• _Extracted information_:
****

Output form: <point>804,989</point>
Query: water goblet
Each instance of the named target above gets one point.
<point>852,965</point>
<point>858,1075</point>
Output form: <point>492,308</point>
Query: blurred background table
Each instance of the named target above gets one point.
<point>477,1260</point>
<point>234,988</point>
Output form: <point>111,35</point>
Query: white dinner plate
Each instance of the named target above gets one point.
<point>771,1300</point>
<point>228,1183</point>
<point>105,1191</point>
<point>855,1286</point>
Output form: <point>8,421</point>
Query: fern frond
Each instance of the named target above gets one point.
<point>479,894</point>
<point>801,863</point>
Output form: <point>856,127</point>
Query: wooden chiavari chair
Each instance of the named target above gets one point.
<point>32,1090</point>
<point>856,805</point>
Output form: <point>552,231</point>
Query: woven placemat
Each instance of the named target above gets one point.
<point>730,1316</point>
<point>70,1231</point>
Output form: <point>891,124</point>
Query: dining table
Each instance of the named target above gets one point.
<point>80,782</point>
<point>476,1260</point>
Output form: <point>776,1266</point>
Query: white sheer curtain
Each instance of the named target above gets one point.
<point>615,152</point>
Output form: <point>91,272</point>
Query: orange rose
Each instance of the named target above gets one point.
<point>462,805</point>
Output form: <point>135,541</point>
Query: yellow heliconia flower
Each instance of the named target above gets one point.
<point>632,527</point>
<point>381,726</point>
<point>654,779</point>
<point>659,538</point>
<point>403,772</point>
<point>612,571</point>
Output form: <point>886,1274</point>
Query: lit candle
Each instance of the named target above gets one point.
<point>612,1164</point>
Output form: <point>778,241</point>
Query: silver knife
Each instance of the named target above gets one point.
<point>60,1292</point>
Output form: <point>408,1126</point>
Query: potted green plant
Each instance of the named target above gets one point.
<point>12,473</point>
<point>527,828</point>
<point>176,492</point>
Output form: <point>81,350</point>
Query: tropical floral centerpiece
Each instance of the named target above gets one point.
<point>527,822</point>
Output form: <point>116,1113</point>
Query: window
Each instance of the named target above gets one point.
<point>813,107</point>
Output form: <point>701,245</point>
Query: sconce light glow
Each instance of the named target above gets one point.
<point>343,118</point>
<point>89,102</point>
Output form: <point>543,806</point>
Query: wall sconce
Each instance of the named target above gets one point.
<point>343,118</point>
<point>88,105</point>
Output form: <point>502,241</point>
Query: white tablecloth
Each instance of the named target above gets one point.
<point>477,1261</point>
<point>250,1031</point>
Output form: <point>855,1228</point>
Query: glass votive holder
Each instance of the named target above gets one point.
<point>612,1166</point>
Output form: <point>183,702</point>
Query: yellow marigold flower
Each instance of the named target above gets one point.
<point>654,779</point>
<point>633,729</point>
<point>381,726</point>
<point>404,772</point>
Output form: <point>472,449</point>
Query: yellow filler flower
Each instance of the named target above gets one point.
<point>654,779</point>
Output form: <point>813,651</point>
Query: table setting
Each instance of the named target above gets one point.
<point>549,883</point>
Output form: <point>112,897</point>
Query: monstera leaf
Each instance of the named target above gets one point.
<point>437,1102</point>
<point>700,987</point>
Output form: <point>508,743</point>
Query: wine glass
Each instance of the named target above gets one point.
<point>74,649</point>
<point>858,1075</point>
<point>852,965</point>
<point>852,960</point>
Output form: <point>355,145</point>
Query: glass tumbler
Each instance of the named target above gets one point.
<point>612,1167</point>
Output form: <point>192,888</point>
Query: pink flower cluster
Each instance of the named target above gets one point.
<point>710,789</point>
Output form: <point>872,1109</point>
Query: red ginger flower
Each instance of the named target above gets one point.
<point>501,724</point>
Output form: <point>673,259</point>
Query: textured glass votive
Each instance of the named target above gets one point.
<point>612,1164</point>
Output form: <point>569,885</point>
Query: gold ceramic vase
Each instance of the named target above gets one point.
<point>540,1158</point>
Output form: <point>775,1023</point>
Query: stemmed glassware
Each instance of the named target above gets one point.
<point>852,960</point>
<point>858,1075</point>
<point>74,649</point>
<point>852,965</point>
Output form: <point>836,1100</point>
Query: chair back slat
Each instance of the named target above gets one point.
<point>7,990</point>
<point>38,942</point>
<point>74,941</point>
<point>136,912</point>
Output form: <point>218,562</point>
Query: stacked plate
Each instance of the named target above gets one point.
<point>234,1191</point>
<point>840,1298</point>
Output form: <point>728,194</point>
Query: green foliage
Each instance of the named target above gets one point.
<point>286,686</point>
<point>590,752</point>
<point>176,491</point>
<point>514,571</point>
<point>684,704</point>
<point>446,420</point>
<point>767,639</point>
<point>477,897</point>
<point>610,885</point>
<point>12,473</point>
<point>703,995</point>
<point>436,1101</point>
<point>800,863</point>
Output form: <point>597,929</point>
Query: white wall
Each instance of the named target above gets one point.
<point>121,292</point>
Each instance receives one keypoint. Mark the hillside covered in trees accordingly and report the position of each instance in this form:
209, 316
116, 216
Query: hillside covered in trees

****

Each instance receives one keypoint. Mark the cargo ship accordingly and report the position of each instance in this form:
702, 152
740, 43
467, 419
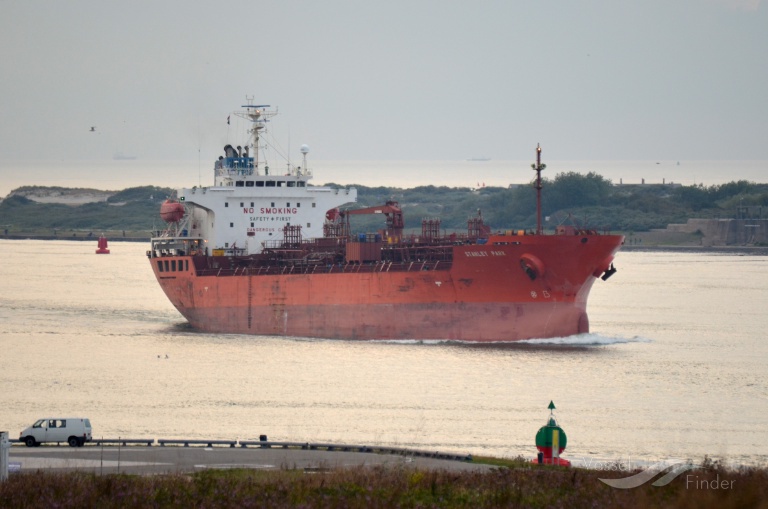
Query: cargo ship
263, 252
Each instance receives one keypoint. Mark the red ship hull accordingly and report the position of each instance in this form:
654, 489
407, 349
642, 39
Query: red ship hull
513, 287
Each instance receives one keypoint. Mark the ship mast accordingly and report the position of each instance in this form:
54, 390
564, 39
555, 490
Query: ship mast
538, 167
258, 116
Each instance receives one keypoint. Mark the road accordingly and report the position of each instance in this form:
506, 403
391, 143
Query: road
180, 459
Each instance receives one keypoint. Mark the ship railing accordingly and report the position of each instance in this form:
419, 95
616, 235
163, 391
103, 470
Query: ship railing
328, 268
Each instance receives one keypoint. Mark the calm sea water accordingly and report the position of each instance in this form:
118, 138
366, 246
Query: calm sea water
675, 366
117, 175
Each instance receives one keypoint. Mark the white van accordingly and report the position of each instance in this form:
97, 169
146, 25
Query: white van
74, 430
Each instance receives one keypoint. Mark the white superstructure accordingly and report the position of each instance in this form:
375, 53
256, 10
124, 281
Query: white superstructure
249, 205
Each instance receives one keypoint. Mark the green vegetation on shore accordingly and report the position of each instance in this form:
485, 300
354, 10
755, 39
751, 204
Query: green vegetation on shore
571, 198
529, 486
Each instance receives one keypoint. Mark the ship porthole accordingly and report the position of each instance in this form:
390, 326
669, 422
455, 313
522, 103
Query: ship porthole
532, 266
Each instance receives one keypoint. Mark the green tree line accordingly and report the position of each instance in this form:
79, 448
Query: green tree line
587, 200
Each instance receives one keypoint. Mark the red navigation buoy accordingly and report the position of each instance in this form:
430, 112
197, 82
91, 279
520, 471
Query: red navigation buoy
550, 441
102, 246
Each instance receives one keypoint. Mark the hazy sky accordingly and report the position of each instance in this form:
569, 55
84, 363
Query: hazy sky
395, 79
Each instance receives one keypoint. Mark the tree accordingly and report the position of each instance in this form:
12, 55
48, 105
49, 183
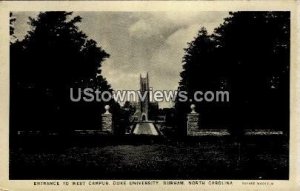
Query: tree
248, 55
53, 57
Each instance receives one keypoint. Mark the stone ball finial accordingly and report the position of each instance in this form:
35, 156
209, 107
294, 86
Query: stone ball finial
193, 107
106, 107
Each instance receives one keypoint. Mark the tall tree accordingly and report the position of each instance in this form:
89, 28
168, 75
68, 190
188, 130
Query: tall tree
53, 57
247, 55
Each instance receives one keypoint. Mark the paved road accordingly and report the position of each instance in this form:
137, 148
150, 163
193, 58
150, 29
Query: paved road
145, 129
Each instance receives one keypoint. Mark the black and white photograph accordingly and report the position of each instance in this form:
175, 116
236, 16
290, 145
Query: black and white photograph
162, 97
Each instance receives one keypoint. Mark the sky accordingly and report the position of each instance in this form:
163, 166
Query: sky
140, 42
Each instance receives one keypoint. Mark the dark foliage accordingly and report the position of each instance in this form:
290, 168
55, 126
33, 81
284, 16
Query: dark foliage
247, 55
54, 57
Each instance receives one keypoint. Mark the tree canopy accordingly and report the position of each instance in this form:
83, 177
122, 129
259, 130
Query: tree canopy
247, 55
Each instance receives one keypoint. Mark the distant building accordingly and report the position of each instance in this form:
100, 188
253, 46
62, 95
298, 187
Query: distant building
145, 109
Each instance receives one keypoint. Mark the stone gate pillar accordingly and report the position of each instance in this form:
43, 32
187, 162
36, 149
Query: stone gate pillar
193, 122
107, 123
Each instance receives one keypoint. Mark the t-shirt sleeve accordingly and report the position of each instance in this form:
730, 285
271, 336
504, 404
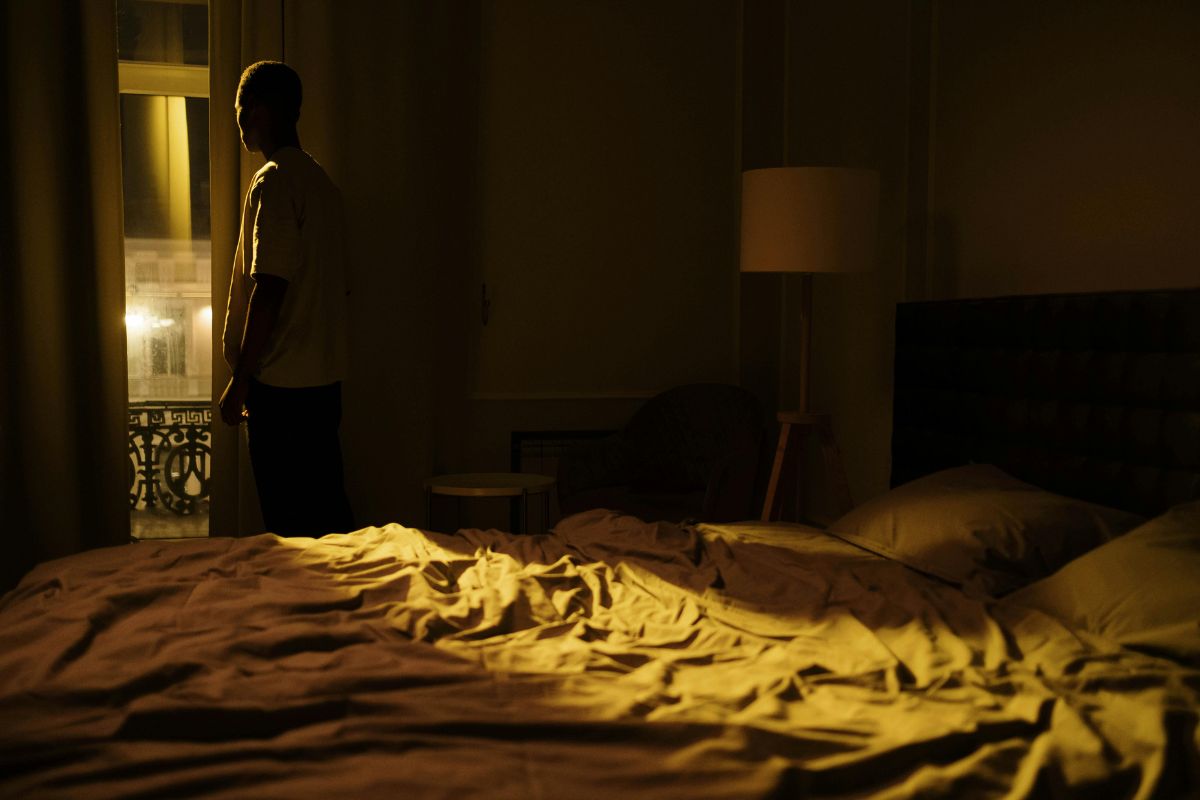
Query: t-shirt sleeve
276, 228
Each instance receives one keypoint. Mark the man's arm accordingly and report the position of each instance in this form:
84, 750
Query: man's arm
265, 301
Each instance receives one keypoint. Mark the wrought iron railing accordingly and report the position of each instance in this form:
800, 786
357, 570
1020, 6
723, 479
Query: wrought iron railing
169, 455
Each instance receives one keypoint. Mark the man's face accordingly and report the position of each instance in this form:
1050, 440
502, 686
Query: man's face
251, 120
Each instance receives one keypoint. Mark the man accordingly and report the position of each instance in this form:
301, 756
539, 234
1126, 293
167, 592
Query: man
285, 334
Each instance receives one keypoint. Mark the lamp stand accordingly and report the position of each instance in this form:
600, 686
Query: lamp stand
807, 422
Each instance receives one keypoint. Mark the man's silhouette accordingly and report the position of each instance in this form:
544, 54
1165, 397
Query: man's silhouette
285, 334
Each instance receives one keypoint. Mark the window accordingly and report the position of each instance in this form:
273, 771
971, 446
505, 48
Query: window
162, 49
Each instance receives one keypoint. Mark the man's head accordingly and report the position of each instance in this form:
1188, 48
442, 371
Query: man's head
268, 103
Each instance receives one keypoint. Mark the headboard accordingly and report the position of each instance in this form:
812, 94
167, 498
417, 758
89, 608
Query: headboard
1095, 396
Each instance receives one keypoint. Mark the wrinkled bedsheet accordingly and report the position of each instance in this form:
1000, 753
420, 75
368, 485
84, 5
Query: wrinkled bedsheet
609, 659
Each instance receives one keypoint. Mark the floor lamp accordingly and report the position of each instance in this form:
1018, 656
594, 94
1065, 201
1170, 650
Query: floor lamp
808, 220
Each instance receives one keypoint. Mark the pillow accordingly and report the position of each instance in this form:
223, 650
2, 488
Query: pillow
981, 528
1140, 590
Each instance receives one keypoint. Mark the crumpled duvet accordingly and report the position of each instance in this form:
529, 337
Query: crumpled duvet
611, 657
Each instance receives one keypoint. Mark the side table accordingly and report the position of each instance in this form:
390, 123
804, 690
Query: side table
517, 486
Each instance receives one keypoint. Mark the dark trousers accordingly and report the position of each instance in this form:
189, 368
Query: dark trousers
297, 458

****

Reproduce word for word the material above, beginning with the line that contains "Query: glass votive holder" and ending with the line that contains "Query: monstera leaf".

• _Solution for this problem_:
Query: glass votive holder
Each instance of the named target above gets one point.
<point>612,1166</point>
Output form: <point>183,702</point>
Query: yellow marigold flower
Each instance of the named target above gets one point.
<point>654,779</point>
<point>633,729</point>
<point>381,726</point>
<point>404,772</point>
Output form: <point>472,449</point>
Query: yellow filler flower
Each instance of the named target above gets one point.
<point>654,779</point>
Output form: <point>813,651</point>
Query: table setting
Each instance of the named target above gets one point.
<point>549,883</point>
Output form: <point>112,897</point>
Query: monstera leaf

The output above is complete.